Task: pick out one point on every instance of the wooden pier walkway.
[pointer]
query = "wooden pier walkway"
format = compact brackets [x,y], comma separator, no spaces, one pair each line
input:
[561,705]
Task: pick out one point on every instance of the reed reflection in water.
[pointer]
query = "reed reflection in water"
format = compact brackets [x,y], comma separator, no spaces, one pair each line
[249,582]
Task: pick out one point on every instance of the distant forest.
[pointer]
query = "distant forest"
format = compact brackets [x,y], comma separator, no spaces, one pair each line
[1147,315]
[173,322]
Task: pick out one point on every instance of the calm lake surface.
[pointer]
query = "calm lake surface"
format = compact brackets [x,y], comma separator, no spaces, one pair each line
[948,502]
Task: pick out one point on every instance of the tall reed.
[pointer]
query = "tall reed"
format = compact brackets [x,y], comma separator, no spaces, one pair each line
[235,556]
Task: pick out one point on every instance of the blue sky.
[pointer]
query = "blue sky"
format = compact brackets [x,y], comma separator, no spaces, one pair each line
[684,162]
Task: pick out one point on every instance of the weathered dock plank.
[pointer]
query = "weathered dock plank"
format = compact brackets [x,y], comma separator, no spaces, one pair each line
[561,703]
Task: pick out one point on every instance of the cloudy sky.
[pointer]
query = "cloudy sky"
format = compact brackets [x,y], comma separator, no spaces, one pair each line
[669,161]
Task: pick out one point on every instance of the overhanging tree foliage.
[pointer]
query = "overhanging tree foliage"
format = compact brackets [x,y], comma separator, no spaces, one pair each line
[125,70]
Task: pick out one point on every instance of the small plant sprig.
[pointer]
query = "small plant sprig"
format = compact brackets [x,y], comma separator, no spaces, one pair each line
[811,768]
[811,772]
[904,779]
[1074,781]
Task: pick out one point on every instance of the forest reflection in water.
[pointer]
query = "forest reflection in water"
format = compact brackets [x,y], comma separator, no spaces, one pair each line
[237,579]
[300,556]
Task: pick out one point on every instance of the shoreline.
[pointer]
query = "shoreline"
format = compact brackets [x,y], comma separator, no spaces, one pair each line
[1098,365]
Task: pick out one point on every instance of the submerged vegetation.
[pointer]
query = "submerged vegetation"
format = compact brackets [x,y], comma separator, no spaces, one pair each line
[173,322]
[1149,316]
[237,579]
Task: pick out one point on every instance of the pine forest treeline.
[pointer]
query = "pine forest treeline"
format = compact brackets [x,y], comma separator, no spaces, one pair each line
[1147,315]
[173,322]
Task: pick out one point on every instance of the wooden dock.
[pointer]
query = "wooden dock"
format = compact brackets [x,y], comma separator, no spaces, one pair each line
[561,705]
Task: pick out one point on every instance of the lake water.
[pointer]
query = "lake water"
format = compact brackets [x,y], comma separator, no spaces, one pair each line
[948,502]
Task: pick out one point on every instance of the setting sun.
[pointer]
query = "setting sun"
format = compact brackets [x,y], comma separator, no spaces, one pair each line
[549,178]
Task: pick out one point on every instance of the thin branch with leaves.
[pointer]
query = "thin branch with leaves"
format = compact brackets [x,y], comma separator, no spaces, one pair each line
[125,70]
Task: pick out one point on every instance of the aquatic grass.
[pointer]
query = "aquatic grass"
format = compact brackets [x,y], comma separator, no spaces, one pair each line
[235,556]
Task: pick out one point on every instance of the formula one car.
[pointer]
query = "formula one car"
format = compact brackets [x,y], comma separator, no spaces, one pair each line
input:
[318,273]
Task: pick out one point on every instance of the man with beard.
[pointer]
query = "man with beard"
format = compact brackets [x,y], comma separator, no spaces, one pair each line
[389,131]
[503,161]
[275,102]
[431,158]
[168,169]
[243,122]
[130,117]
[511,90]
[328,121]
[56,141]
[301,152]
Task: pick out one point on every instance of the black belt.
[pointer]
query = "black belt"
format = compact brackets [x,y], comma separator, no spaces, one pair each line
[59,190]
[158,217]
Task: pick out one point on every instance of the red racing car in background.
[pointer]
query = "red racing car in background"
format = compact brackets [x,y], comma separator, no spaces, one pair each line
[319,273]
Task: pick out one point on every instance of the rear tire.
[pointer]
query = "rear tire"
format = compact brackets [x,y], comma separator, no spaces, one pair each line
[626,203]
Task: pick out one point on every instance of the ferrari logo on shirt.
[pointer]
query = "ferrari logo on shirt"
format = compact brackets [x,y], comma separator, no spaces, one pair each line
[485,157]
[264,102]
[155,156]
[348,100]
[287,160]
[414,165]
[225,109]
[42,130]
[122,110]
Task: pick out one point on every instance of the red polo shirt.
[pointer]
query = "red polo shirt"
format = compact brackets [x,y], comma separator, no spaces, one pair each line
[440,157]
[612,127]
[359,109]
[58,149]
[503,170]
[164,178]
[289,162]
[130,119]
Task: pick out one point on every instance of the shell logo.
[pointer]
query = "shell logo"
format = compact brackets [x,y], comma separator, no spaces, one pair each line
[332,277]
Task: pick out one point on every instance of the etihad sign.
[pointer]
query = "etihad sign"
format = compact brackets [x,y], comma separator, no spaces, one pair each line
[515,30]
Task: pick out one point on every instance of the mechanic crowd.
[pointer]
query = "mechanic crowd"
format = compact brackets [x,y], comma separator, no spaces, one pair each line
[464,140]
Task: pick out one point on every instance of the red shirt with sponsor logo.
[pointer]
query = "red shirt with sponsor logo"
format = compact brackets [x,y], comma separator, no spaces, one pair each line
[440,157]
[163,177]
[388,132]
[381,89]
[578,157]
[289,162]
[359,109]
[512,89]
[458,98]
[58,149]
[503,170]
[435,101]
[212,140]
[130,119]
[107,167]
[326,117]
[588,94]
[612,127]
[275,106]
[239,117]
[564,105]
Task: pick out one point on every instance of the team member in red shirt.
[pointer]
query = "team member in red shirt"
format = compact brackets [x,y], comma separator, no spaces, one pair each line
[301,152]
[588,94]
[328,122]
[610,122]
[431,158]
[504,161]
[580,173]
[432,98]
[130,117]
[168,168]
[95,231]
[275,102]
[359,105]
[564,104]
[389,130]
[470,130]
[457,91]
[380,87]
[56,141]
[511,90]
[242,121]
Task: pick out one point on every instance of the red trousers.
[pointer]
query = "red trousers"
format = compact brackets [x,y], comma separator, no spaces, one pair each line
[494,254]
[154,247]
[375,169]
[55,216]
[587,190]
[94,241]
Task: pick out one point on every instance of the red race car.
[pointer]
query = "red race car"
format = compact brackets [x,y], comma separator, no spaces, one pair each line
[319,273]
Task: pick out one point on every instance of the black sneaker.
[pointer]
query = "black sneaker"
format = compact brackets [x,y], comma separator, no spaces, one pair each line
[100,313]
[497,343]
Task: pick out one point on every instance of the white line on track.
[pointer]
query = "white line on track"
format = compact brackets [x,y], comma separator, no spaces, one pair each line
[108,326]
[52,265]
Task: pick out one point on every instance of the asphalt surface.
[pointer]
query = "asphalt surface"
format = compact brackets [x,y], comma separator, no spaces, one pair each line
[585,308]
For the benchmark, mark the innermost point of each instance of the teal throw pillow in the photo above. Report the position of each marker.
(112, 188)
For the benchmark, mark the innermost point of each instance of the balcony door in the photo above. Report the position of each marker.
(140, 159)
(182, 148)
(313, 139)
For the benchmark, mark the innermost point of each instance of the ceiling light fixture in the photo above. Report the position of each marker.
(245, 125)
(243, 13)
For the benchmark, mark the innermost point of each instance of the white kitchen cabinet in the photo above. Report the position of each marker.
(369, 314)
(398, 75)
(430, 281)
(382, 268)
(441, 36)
* * * * * * * * *
TASK STATEMENT ->
Turn the stretch from the line containing "of the balcony" through the end of the rows into a Markdown table with the columns Number and Line. Leave out blank lines.

RESPONSE FOR THIS EXERCISE ->
| Number | Line |
|---|---|
| 1 | For the benchmark, mark the innermost point of each instance of the balcony door in the photo above. Report the position of each marker. |
| 2 | (140, 159) |
| 3 | (182, 148) |
| 4 | (313, 139) |
| 5 | For the benchmark, mark the innermost point of each instance of the ceiling light fixture in the photo above. Report the position of each marker. |
| 6 | (245, 125) |
| 7 | (243, 13) |
| 8 | For the benchmark, mark the innermost point of each instance of the white kitchen cabinet in the photo above. Report the position of each marker. |
| 9 | (369, 314) |
| 10 | (398, 75) |
| 11 | (430, 281) |
| 12 | (382, 268) |
| 13 | (441, 36) |